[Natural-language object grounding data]
◆ ◆ ◆

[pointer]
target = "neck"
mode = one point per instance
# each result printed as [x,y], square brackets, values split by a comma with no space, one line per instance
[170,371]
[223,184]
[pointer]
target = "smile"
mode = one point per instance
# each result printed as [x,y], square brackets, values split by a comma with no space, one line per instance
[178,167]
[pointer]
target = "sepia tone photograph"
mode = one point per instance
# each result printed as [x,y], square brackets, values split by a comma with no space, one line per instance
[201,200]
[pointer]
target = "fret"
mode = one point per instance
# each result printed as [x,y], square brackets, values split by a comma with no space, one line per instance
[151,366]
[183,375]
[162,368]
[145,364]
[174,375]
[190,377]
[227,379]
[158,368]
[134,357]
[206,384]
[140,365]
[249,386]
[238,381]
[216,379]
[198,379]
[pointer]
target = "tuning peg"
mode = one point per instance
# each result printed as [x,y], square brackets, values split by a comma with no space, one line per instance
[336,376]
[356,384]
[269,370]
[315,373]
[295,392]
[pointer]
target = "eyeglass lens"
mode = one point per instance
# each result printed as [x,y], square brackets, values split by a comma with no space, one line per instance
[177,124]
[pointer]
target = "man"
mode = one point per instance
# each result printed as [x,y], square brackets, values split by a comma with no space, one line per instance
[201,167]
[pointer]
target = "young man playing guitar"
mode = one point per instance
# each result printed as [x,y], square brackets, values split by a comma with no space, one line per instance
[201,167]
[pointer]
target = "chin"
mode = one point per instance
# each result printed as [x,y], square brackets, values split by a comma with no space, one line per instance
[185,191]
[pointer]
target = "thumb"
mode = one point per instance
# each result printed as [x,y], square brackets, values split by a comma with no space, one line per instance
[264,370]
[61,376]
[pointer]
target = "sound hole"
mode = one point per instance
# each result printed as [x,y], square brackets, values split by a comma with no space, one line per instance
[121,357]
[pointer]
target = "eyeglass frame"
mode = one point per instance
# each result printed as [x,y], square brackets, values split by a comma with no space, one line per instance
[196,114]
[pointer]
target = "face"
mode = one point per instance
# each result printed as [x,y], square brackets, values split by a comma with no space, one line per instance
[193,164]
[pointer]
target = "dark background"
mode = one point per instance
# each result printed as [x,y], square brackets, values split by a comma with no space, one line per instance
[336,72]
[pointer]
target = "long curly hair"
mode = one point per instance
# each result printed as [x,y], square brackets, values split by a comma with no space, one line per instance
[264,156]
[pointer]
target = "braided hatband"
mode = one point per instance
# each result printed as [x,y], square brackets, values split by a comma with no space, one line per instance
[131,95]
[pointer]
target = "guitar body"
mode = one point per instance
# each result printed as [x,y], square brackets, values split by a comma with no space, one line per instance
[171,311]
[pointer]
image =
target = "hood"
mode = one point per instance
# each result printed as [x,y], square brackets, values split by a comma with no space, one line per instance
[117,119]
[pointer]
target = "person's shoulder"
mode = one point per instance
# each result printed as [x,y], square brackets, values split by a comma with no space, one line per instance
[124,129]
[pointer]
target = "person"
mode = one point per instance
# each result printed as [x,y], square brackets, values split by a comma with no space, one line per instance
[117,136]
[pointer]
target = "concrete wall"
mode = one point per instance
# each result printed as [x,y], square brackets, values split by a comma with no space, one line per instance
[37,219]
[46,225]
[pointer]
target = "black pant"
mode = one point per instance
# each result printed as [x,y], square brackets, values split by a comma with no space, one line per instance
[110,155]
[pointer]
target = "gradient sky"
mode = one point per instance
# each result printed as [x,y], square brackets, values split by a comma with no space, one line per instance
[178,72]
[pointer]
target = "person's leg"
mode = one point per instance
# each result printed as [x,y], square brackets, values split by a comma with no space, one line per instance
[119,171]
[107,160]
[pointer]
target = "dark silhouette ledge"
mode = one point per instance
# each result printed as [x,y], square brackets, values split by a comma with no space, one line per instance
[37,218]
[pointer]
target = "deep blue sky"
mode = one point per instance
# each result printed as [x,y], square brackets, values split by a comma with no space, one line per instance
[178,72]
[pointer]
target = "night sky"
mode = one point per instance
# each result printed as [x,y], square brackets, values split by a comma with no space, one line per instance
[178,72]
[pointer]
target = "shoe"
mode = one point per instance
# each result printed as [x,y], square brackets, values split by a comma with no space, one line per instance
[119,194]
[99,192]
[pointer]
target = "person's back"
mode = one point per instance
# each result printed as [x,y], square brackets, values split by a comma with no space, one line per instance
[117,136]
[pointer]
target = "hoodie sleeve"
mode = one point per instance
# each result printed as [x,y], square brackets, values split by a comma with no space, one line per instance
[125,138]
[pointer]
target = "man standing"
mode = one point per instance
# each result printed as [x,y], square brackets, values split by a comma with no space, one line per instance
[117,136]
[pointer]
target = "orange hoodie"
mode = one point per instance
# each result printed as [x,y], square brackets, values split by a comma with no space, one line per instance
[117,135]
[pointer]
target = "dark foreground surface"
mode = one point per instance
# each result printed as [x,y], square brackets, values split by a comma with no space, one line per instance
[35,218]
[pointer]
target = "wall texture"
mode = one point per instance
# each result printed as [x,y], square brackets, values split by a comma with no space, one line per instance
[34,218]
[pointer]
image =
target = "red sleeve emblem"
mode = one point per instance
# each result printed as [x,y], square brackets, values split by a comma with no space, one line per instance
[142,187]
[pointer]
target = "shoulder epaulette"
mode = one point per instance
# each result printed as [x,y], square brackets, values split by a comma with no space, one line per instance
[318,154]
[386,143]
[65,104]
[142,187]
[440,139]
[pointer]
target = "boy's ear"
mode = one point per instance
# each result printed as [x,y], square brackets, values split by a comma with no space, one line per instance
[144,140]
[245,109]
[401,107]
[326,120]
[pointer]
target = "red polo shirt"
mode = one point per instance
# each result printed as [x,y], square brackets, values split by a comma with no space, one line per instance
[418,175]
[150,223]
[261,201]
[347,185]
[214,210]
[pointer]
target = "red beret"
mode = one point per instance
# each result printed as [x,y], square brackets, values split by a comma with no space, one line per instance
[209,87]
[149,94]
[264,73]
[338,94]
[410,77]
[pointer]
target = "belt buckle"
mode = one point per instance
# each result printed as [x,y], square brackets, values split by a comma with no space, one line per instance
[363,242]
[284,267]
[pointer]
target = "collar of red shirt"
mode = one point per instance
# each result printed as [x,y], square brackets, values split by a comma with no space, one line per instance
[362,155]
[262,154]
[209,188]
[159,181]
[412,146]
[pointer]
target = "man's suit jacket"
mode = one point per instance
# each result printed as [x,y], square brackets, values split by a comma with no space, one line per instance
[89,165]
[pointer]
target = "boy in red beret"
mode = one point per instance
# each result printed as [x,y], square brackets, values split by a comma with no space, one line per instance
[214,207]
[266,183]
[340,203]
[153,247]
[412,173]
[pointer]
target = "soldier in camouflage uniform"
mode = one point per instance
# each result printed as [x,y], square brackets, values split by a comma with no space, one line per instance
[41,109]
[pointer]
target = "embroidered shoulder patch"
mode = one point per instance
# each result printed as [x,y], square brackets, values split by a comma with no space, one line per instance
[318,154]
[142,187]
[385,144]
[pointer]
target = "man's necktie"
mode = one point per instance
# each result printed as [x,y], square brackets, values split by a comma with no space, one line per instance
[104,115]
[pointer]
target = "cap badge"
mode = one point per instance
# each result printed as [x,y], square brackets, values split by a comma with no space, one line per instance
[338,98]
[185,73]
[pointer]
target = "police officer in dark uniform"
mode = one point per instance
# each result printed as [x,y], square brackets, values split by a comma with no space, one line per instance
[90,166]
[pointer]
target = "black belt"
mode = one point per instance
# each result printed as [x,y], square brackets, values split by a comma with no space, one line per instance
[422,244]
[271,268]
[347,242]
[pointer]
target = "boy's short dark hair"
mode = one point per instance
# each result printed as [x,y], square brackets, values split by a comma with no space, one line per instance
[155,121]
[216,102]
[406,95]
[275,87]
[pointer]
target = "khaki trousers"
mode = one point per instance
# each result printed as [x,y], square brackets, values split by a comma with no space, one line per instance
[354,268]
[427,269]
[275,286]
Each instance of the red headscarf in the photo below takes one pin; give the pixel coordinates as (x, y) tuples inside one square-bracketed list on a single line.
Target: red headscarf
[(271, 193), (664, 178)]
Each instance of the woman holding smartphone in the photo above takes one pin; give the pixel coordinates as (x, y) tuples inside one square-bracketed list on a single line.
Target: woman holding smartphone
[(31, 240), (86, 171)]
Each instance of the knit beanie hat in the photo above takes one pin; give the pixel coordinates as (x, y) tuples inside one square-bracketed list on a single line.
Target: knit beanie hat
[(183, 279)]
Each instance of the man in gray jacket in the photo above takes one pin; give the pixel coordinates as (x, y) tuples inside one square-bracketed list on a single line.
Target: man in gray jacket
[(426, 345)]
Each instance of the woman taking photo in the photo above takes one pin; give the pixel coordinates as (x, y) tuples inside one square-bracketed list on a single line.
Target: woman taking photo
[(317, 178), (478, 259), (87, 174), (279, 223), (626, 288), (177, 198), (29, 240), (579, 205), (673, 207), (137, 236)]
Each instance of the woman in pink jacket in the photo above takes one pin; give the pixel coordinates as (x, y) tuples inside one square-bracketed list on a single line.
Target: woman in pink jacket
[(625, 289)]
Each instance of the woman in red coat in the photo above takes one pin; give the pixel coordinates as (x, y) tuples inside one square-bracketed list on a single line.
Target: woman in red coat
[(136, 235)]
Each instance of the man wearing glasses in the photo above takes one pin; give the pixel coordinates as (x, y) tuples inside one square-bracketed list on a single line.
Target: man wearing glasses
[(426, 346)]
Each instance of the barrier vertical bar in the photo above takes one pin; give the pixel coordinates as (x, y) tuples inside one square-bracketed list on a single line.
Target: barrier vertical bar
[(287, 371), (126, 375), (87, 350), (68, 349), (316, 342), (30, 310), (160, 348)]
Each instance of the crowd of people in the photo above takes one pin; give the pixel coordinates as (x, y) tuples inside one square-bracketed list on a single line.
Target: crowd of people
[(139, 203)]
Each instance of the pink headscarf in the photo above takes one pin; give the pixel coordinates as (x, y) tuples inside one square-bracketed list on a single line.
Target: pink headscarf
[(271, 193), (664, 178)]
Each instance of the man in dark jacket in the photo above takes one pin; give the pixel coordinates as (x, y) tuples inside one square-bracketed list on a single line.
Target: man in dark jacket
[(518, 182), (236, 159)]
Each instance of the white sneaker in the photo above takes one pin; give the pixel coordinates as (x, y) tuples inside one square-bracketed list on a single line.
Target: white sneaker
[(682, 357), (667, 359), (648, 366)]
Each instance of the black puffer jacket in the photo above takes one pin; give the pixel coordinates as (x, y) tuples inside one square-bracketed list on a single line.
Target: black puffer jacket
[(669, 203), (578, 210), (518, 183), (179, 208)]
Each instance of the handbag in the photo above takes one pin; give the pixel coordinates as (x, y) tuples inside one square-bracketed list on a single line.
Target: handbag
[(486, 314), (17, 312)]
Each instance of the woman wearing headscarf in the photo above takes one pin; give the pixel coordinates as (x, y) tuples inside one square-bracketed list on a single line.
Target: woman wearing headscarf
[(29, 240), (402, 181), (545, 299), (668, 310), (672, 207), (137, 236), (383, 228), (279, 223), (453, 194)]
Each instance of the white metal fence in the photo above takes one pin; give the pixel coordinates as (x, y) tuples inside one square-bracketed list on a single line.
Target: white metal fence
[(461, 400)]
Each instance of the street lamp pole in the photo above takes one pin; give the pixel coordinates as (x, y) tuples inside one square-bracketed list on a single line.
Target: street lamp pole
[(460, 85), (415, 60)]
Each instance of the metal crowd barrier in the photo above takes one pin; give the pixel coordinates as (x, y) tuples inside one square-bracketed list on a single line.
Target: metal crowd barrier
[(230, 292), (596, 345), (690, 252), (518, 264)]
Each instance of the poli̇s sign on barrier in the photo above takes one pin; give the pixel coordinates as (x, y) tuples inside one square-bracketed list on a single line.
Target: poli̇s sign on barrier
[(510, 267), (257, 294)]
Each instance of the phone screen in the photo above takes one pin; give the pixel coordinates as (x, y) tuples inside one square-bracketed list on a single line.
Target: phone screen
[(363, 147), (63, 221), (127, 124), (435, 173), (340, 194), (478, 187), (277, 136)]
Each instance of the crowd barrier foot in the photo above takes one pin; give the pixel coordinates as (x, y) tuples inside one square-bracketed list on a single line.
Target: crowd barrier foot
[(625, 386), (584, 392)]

◆ ◆ ◆

■ **About this task**
Extract each line from the entries above that contains the string "wall".

■ **Exercise solution**
target = "concrete wall"
target = "wall texture"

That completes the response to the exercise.